Extracted data:
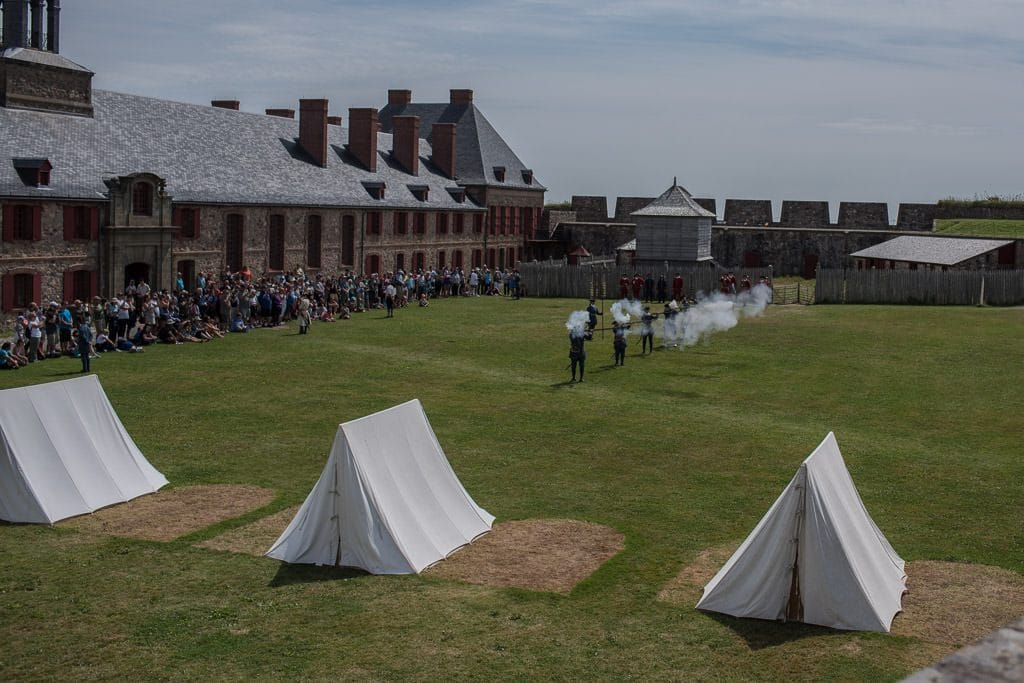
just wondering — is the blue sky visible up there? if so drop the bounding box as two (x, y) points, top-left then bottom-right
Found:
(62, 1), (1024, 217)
* * *
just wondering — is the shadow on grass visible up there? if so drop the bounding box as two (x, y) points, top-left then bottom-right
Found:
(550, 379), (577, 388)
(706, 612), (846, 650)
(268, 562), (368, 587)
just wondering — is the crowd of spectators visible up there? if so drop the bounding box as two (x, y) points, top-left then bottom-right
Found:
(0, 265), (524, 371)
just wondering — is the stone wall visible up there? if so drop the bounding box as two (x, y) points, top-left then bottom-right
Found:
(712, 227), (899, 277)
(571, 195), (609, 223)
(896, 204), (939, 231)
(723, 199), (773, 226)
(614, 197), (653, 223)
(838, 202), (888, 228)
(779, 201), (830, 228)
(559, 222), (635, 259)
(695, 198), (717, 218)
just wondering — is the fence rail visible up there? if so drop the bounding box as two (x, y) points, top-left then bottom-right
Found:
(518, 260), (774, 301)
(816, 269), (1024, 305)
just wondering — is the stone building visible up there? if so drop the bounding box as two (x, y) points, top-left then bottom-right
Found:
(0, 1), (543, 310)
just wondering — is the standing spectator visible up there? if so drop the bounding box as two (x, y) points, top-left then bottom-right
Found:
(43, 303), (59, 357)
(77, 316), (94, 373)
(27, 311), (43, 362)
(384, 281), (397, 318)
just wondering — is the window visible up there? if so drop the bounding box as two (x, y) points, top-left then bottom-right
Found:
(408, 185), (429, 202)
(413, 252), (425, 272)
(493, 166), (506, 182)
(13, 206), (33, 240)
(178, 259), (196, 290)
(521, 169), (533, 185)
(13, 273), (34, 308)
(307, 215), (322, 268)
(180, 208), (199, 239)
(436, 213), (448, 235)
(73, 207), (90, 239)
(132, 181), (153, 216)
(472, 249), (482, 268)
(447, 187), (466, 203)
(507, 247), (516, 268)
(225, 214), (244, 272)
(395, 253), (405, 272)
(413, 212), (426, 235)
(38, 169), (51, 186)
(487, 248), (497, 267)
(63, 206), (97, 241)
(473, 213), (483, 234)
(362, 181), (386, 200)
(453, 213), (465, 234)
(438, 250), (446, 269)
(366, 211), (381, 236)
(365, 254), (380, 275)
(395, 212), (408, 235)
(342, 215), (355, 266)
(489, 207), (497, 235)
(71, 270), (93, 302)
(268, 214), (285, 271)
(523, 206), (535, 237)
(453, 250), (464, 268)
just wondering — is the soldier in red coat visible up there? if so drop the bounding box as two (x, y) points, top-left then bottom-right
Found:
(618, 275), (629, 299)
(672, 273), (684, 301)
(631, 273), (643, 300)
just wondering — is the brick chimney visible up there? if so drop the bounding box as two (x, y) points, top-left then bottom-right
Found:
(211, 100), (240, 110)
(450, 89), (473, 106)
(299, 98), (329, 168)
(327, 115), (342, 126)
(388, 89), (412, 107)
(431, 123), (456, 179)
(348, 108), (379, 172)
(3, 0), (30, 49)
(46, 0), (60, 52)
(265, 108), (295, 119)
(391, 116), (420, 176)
==
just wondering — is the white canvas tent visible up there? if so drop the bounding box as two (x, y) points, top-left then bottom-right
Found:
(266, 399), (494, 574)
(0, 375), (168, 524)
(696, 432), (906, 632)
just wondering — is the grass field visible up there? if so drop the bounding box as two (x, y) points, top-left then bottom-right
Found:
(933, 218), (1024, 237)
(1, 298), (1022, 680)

Exercise requirements:
Filter this listing and copy only the lines holding the word "grass".

Response to the exercise:
just wondering — is the shadow on grass visible up there? if so drop the bounding box as two (x, y) points, top-left then bottom-right
just wondering — is the grass field visible up there? if so drop the bounding box as two (x, y) points, top-left then bottom-right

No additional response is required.